* _ARTICLE_:
Why the IPCC's upcoming 1.5°C report offers an unexpected glimpse of hope
We spoke to Heleen de Coninck, who is Coordinating Lead Author for Chapter 4 in the 1.5°C Special Report, about carbon dioxide removal and negative emissions technologies and why there is still hope for mitigating climate change.
This is the third and final part of our series marking the 30th anniversary of the Intergovernmental Panel on Climate Change (IPCC).
Heleen de Coninck is Coordinating Lead Author (CLA) of the chapter on strengthening and implementing the global response to the threat of climate change in the 1.5°C Special Report. Previously, she was a Lead Author in the IPCC’s Fifth Assessment Report (AR5), Working Group 3 (WG3). Her expertise is climate change mitigation and policy analysis.
In a wide-ranging discussion, she highlighted what’s new and different in this report, challenges associated with the exponential increases in literature in each IPCC cycle, and clarifies some of the confusion whirling around the various carbon dioxide removal and negative emissions technologies.
What’s different about this Special Report on 1.5 C compared with the Fifth Assessment (AR5)?
De Coninck: From my perspective as an author, what really changed is the multidisciplinarity of the whole effort in the 1.5° C report. Previously, I was only involved in the Working Group 3 (WG3) report for AR5, which was mostly populated with engineers and economists. And that’s sort of been the history of WG3. This report is led by 3 Working Groups and 6 co-chairs, and all of them are involved which gives it huge breadth. I personally feel this is the first serious attempt by the IPCC to take into account social science.

* _RECORD SET_:

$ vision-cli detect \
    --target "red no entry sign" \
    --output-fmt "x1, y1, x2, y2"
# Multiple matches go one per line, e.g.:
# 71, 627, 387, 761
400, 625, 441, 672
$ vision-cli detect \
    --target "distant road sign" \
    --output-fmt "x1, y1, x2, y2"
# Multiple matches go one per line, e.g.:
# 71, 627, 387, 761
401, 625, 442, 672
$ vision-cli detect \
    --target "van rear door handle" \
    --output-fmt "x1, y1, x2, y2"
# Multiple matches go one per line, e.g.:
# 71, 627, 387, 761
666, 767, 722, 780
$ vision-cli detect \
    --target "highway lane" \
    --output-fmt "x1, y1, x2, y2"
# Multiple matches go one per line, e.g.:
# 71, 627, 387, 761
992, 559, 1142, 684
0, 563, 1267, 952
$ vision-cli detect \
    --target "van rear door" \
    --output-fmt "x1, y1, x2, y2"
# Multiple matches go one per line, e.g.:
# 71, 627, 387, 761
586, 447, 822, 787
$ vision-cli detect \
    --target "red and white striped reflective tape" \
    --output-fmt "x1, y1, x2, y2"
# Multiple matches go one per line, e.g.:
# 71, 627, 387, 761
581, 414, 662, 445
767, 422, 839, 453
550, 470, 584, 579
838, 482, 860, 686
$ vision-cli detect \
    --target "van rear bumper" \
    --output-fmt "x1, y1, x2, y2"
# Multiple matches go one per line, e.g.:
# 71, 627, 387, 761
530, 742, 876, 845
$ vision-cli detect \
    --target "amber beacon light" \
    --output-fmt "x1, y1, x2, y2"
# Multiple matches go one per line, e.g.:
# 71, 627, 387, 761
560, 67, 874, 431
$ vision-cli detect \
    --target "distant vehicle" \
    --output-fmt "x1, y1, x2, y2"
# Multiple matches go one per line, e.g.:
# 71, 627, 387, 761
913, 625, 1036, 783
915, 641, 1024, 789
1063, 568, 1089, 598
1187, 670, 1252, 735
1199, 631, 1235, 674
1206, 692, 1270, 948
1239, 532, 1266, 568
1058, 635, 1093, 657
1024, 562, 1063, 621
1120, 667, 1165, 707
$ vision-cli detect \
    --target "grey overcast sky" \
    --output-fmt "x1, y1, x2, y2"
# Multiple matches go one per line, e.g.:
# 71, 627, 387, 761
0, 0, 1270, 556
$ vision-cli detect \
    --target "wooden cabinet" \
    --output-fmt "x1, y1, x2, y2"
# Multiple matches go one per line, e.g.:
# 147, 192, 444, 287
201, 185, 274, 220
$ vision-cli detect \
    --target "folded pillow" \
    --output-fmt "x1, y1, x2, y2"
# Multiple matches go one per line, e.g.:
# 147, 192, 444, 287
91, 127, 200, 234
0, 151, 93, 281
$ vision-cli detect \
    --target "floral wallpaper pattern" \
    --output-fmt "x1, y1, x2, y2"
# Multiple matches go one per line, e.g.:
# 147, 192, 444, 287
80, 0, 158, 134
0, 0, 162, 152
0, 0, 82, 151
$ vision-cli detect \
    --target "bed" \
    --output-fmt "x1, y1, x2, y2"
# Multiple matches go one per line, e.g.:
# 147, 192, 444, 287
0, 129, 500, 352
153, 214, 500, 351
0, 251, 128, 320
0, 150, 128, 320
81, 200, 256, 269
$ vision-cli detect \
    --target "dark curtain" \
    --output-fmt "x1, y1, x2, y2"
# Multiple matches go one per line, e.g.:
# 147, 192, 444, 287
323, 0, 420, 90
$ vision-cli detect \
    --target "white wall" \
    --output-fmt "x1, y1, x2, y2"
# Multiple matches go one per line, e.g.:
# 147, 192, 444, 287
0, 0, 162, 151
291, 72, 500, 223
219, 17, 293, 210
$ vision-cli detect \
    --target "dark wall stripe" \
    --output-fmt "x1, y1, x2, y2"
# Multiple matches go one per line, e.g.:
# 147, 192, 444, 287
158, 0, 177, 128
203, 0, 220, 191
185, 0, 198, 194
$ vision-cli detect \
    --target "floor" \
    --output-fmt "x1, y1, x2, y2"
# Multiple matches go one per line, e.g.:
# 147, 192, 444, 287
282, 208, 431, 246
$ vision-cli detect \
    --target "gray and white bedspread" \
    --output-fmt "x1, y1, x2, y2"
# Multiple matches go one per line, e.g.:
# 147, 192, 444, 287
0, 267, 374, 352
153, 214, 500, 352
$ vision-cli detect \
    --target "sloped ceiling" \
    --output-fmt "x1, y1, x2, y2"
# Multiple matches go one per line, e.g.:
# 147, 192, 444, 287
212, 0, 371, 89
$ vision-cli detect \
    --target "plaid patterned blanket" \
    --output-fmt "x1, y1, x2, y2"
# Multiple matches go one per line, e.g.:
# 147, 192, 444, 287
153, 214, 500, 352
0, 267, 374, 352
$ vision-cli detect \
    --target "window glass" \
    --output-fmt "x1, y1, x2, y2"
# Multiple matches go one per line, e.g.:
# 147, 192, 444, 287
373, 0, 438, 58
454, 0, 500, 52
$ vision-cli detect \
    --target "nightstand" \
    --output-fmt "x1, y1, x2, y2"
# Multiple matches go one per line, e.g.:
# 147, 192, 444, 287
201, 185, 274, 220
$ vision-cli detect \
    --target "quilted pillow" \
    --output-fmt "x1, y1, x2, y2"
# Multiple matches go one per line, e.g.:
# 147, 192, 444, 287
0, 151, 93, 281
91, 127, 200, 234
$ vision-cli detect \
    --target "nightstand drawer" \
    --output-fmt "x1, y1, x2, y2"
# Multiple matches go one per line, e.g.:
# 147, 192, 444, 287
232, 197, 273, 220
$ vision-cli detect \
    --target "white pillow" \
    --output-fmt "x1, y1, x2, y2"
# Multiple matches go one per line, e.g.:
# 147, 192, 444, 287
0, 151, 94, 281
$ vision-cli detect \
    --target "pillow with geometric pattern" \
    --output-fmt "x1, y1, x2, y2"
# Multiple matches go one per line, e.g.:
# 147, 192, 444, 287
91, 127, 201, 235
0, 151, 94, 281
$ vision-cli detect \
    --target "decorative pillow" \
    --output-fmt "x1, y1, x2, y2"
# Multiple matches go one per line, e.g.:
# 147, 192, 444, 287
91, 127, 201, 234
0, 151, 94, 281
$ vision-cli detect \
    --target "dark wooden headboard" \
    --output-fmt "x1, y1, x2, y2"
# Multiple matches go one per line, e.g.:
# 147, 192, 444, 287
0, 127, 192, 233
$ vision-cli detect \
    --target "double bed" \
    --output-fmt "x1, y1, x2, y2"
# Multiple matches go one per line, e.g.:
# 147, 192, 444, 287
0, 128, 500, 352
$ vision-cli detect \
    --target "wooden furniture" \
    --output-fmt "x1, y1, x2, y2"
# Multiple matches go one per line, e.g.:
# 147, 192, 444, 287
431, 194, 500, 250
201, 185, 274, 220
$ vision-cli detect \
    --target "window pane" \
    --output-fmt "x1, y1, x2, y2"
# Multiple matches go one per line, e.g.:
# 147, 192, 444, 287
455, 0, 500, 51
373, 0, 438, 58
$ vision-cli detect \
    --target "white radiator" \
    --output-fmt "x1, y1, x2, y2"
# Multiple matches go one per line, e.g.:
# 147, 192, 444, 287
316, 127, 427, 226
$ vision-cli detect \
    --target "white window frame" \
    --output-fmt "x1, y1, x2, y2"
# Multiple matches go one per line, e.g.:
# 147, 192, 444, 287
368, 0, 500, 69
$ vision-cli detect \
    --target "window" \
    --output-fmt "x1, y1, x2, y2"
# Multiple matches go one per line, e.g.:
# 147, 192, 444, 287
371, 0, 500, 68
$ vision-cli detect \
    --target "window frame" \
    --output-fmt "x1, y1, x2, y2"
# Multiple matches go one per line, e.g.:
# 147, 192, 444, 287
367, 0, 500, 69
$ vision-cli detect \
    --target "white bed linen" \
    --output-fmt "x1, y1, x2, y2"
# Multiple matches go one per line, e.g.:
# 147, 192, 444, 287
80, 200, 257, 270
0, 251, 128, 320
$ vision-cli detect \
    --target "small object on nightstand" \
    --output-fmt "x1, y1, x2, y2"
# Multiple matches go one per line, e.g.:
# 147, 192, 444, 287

* _GIVEN INSTRUCTION_: Could you repeat the part of the article on the IPCC's 1.5°C report between "Heleen de Coninck is" and "negative emissions technologies.", inclusive, switching "Lead Author" to "Contributing Author" each time it appears?

* _THE RESULT_:
Heleen de Coninck is Coordinating Contributing Author (CLA) of the chapter on strengthening and implementing the global response to the threat of climate change in the 1.5°C Special Report. Previously, she was a Contributing Author in the IPCC’s Fifth Assessment Report (AR5), Working Group 3 (WG3). Her expertise is climate change mitigation and policy analysis.
In a wide-ranging discussion, she highlighted what’s new and different in this report, challenges associated with the exponential increases in literature in each IPCC cycle, and clarifies some of the confusion whirling around the various carbon dioxide removal and negative emissions technologies.